● タスクの目標
講演契約書の翻訳についての文章を、最後の文の後から書き進めてほしい。

● 選択テキスト
====
日本の和文講演契約書に比べ、英文講演契約書は、知的財産権・肖像権の利用範囲、税務処理、キャンセルポリシー、そして国際的な準拠法・紛争解決メカニズムに関して、より詳細かつ厳密な記述が求められる傾向が強いです。翻訳においては、これらの法的・商業的ニュアンスを正確に反映した表現を用いることが不可欠です。

講演契約書翻訳における重要ポイント

講演契約書の翻訳は、貴社の国際的な講演活動の成否、法的リスク、そしてブランドイメージに直接影響するため、極めて高い精度と専門性、そして法務・経理・広報・イベント運営に関する視点が求められます。以下のポイントを押さえることが、成功への鍵となります。

  1. 講演内容と目的、日時・場所の厳密な翻訳

    • 講演のテーマ、タイトル、時間、形式、対象聴衆など、講演の根幹をなす情報を曖昧さなく正確に翻訳することが不可欠です。日時・場所の誤訳は、イベント全体の混乱につながります。

  2. 報酬と支払い条件、源泉徴収税の明確化

    • 講演料固定料金、時間単価など)、支払いスケジュール、支払い方法、支払い通貨、為替リスクの負担者、そして特に海外の講演者への支払いにおける源泉徴収税の有無や税率、VAT/GST(付加価値税/サービス税)などの税務上の取り扱いを正確に翻訳することが不可欠です。不正確な翻訳は、予期せぬ費用発生や税務上のトラブルの原因となります。

  3. 交通費・宿泊費の精算ルールに関する精緻な翻訳

    • 航空券のクラス、宿泊ホテルのグレード、現地交通手段、食事代など、精算対象となる費用の種類、上限額、精算手続き、領収書の提出義務などを正確に翻訳し、経理部門と連携して適切な費用精算ができるようにする必要があります。

  4. 知的財産権(Intellectual Property Rights)と肖像権・パブリシティ権(Right of Publicity)の厳密な理解

    • 講演資料、スライド、配布資料、音声・映像記録などの著作権が誰に帰属するのか、主催者がこれらの資料や記録をどのように利用できるのか(例:ウェブサイトでの公開、DVD化、将来の再利用など)を厳密に翻訳することが極めて重要です。また、講演者の肖像、氏名、経歴などを主催者が広報、宣伝、録画・配信のためにどのように利用できるか、特に商用利用の可否や範囲が明確に翻訳されているか確認すべきです。権利の誤解や不明確な翻訳は、法的紛争やブランドイメージの毀損につながる可能性があります。
====
● 記録一覧

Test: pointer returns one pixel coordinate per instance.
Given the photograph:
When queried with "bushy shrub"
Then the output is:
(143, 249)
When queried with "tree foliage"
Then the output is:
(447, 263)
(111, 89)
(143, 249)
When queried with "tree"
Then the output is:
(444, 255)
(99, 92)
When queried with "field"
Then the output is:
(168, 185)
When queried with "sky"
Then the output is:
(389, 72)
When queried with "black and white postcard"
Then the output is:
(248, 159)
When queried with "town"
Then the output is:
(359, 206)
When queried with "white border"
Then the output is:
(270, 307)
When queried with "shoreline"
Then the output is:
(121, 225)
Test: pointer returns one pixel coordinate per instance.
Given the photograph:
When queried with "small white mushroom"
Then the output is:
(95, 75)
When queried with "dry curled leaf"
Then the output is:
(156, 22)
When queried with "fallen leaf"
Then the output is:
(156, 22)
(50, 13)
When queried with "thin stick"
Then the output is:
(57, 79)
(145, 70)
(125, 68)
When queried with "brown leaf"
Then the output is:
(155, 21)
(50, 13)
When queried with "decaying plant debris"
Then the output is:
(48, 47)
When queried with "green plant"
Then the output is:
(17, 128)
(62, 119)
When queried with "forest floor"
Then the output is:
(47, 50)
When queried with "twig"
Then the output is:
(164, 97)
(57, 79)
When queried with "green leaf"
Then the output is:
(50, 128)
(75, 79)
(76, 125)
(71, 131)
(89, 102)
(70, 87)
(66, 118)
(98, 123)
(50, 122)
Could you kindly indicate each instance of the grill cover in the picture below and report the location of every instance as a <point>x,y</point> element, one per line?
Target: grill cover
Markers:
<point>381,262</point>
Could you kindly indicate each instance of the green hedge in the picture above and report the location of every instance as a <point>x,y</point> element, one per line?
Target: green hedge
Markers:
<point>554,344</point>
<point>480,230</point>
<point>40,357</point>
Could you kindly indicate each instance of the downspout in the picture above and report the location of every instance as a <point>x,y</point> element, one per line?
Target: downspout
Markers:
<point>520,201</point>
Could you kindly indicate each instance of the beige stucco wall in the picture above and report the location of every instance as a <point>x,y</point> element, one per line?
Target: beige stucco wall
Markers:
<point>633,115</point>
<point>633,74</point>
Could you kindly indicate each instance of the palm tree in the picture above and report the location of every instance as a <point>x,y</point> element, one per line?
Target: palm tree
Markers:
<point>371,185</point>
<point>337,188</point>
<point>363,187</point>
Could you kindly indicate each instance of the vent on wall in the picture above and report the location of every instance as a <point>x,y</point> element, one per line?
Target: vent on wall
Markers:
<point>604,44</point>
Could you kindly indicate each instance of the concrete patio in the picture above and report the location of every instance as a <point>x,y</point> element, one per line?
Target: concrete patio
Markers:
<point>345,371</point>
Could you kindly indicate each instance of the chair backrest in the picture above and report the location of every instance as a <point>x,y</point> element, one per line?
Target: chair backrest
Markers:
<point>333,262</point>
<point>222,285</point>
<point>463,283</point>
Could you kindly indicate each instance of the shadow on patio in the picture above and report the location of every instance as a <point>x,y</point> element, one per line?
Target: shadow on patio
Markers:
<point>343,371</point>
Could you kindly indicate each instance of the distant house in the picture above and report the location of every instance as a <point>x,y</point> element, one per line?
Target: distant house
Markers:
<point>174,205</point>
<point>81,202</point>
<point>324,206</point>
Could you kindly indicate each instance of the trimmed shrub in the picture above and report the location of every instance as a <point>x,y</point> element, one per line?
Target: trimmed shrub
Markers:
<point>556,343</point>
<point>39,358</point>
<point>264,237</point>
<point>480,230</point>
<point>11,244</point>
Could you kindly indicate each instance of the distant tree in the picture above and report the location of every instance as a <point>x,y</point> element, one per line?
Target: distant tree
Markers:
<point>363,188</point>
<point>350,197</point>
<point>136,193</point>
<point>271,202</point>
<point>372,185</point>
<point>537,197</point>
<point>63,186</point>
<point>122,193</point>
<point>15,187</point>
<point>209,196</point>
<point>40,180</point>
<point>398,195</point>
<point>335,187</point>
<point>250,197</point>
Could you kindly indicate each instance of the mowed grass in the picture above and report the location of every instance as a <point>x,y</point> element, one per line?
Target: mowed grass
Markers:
====
● タスクへの回答
  5. キャンセルポリシー(Cancellation Policy)の正確な翻訳

    • 講演者または主催者によるキャンセルが発生した場合の通知期間、違約金の発生条件、金額(例:キャンセル時期に応じた報酬の割合)、既に発生した費用の精算などを正確に翻訳することが不可欠です。国際的なイベントでは、キャンセルに伴う費用が大きくなる可能性があるため、詳細な規定の理解が重要です。

  6. ビザ・入国管理(Visa and Immigration)に関する条項の確認

    • 海外からの講演者を招聘する場合、ビザ取得に必要な情報提供、招聘状の発行、費用負担、入国拒否された場合の取り扱いなどが規定されているか正確に翻訳し、人事・総務部門と連携して適切な手続きを進める必要があります。

  7. 準拠法と紛争解決(Governing Law and Dispute Resolution)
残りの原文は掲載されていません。